▸ Dataset rows
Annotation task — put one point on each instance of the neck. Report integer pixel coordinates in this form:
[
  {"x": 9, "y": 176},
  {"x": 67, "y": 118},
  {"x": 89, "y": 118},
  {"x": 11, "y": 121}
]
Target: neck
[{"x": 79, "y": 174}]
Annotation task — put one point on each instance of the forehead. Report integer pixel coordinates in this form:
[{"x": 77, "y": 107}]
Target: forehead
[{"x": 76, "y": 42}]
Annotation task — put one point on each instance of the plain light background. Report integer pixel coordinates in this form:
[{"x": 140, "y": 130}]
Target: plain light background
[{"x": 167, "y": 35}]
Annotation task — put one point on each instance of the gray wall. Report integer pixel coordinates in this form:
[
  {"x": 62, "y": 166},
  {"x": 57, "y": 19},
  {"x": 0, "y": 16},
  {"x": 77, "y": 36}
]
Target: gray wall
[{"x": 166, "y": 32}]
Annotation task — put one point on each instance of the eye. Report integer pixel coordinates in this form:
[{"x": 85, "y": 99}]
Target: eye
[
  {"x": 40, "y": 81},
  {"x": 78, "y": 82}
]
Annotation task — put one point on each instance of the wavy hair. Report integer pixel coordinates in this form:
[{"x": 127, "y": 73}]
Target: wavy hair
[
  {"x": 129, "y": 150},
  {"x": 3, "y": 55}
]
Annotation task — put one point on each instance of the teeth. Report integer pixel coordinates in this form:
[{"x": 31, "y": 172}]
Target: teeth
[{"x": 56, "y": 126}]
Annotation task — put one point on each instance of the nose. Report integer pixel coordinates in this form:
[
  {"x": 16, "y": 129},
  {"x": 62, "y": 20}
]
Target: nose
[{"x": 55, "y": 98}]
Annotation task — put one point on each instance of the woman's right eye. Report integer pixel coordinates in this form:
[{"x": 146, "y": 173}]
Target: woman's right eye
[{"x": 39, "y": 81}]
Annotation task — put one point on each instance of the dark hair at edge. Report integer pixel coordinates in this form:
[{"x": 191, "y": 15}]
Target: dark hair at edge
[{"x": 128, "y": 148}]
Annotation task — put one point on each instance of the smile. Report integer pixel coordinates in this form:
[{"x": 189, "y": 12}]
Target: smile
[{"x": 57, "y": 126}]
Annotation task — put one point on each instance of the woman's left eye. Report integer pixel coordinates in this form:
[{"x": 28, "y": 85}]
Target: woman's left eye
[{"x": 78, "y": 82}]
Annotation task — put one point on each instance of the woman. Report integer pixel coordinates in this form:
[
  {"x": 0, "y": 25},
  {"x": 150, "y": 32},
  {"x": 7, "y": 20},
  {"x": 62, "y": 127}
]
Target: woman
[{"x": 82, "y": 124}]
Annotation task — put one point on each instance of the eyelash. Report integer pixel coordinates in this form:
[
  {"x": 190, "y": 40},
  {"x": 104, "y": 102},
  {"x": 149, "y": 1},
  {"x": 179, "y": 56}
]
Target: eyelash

▸ Task
Write out the lines above from the one containing "of the smile." through the last, exactly as they are.

▸ Response
Annotation task — put one point on each instance of the smile. Report integer pixel coordinates in this form:
[{"x": 189, "y": 12}]
Target: smile
[{"x": 57, "y": 126}]
Annotation task — put one point on each instance of the woman's left eye. Report integer pixel coordinates in this form:
[{"x": 28, "y": 85}]
Target: woman's left eye
[{"x": 78, "y": 82}]
Annotation task — put one point on each instance of the woman. Report integer pixel coordinates in this form:
[
  {"x": 0, "y": 25},
  {"x": 150, "y": 32},
  {"x": 7, "y": 20},
  {"x": 62, "y": 127}
]
Target: woman
[{"x": 82, "y": 124}]
Annotation task — put one point on each instance of the eyelash. Report integer pixel coordinates in this form:
[
  {"x": 190, "y": 40},
  {"x": 104, "y": 102},
  {"x": 149, "y": 1},
  {"x": 179, "y": 56}
]
Target: eyelash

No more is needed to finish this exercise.